> **GOAL 1**
Pull out every line of the listing that contains the word "blue", matching case exactly.

> **TEXT PASSAGE**
Question

A series $R C$ circuit is formed using a resistance $R$, a capacitor without dielectric having a capacitance $C=2\, F$ and a battery of emf $E=3\, V$. The circuit is completed and it is allowed to attain the steady state. After this, at $t=0$, half the thickness of the capacitor is filled with a dielectric of constant $K=2$ as shown in the figure. The system is again allowed to attain a steady state. What will be the heat generated (in joule) in the capacitor between $t=0$ and $t=\infty$ ?

Answer 1

Initial charge on capacitor $=C E$
Initial potential energy of capacitor $=C E^{2} / 2$
Now, $C=\varepsilon_{0} A / d$
New capacitance: $C^{\prime}=\frac{\varepsilon_{0} A}{d / 2}$ in series with $\frac{\varepsilon_{0} K A}{d / 2}$
$\Rightarrow C'=\frac{2 \varepsilon_{0} A}{d}$ in series with $\frac{4 \varepsilon_{0} A}{d}$
$=\frac{\varepsilon_{0} A}{d}\left(\frac{2 \times 4}{2+4}\right)=\frac{4 \varepsilon_{0} A}{3 d}=\frac{4}{3} C$
$\Rightarrow$ New charge $=\frac{4}{3} C E$
New energy $=\frac{1}{2} \times \frac{4}{3} C E^{2}=\frac{2}{3} C E^{2}$.
Now, $W_{\text {battery }}=\Delta H+\Delta U$
$\Rightarrow E\left(\frac{4}{3} C E-C E\right)$
$=\Delta H+\frac{2}{3} C E^{2}-\frac{1}{2} C E^{2} $
$\Rightarrow \Delta H=\frac{1}{6} C E^{2}=3\, J$

> **GIVEN RECORDS**
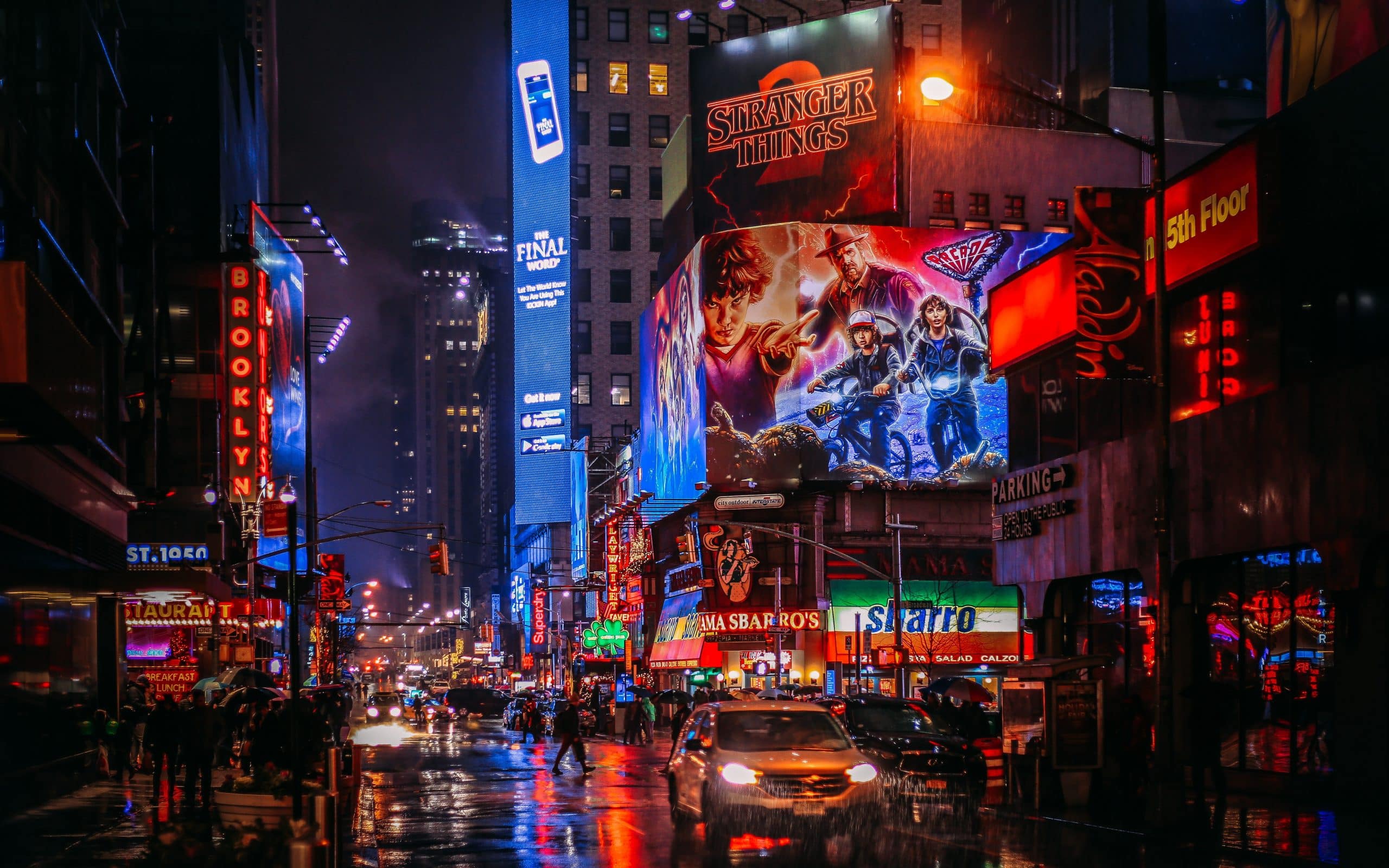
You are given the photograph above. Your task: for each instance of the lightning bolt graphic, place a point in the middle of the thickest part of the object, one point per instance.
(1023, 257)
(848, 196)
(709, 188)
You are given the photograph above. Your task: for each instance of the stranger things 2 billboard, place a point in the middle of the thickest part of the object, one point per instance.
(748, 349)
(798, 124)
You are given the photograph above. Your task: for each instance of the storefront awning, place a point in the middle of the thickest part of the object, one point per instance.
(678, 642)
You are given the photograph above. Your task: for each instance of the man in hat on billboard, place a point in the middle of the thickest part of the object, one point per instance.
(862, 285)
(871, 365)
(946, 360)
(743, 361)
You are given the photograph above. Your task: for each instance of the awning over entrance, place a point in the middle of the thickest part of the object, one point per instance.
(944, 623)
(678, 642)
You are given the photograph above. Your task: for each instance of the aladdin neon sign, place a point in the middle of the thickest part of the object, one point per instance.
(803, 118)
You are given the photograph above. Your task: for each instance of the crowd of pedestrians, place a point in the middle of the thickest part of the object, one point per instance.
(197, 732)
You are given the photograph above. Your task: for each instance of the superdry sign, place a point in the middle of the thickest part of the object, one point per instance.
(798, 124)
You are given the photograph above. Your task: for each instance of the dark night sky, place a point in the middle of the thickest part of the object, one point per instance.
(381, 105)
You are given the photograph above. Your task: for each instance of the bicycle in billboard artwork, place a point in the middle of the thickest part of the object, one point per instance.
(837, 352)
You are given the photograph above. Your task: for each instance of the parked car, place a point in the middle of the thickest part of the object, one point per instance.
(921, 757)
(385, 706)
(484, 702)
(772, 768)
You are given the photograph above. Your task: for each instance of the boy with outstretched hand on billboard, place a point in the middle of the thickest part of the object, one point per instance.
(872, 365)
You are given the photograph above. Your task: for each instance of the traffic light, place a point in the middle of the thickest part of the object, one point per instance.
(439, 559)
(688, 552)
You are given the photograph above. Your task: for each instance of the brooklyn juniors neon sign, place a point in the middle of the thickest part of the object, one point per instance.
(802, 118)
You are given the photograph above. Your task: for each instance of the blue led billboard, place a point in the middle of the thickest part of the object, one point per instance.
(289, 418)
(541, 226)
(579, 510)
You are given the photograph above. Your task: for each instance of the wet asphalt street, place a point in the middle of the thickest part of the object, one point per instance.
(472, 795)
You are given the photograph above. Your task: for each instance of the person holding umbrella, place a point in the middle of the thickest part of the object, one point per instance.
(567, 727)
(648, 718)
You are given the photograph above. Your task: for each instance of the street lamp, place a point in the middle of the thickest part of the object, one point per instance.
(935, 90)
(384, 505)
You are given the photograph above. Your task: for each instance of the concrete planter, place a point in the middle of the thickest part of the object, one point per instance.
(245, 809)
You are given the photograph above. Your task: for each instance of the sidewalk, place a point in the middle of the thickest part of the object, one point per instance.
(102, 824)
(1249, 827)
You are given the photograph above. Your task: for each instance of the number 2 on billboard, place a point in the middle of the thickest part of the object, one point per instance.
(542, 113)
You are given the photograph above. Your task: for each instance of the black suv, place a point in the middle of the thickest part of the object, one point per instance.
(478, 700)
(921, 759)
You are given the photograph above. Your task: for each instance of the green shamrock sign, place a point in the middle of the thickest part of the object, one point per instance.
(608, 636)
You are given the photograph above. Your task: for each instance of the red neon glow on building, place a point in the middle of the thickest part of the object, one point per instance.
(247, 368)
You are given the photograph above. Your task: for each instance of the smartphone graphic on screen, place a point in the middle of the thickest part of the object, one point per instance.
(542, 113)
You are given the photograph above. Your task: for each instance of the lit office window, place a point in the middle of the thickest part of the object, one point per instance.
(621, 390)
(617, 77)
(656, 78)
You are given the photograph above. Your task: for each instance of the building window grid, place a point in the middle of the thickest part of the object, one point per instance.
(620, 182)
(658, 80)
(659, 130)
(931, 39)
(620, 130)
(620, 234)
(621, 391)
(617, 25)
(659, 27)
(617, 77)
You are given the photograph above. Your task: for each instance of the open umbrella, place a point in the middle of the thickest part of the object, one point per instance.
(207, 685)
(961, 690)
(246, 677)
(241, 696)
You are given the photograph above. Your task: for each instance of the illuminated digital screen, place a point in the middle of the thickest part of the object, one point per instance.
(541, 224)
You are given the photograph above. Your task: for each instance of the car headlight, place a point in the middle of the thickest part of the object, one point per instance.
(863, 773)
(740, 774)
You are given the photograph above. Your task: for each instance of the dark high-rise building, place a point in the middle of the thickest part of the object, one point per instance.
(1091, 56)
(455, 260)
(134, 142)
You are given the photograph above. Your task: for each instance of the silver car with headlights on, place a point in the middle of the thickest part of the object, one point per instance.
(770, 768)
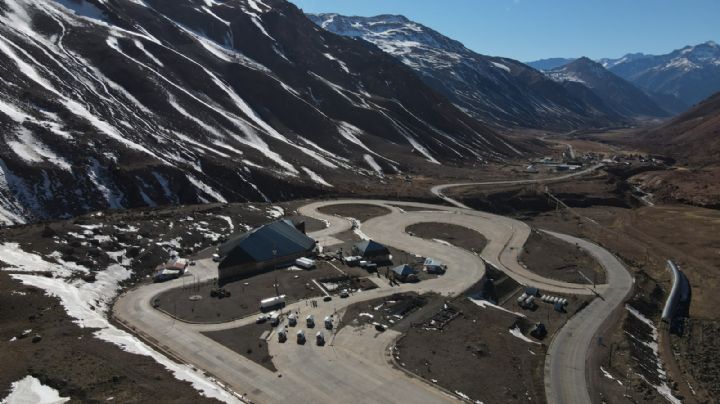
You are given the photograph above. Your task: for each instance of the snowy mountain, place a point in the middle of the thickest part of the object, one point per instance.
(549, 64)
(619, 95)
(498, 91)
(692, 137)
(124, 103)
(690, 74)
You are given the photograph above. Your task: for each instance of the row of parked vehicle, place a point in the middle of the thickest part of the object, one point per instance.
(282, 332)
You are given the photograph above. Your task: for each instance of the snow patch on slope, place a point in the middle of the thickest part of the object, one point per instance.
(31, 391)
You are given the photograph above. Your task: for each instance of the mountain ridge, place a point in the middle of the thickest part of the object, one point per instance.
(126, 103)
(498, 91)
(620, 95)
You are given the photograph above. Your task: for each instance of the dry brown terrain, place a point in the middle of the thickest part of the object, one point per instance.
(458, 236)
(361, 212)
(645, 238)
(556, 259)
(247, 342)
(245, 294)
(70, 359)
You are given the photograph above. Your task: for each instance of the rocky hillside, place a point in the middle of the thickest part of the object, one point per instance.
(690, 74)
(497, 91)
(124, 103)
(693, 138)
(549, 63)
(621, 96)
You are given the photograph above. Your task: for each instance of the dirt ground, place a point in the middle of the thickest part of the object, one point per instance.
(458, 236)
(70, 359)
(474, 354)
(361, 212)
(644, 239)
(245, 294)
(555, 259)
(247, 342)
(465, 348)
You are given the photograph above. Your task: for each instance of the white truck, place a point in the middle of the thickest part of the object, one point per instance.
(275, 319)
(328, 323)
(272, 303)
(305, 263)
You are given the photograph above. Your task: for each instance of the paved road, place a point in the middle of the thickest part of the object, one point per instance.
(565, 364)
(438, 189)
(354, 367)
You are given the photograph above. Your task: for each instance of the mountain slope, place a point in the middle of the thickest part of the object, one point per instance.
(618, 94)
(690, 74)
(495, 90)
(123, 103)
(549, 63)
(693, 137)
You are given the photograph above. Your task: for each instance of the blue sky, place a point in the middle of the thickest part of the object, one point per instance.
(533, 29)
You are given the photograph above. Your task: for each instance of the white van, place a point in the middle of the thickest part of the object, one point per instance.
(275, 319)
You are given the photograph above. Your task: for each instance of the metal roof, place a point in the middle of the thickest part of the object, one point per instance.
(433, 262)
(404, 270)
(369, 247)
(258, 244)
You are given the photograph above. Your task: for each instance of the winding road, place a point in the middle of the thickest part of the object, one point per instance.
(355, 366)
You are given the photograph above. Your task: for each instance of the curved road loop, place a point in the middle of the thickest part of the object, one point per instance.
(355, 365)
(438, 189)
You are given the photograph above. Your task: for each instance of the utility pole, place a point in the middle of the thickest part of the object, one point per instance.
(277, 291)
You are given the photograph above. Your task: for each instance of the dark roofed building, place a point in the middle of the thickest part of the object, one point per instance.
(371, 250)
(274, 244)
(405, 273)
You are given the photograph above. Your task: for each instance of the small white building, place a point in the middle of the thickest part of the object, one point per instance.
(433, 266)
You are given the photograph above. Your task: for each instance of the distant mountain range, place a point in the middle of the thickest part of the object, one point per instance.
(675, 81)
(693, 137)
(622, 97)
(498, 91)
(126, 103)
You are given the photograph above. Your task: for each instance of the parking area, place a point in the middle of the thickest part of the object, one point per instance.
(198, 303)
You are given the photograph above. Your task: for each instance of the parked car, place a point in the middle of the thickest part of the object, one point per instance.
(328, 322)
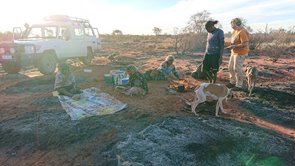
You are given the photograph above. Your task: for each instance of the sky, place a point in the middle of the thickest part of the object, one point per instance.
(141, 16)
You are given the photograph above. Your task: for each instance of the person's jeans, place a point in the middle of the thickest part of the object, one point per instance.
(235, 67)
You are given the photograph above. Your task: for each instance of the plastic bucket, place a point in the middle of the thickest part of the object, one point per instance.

> **GOAL 2**
According to the capacitor problem above, what is the emf of the battery?

> **ANSWER 1**
You are given the photograph above. Your task: for each instance of the blue led billboard, place a point in the middle of the thickest part of the object, one point per instance.
You are given the photograph above. Your task: for each instance of the blue sky, place a point in the middle of the thickest part of the object, one point per instance.

> **ANSWER 2**
3 V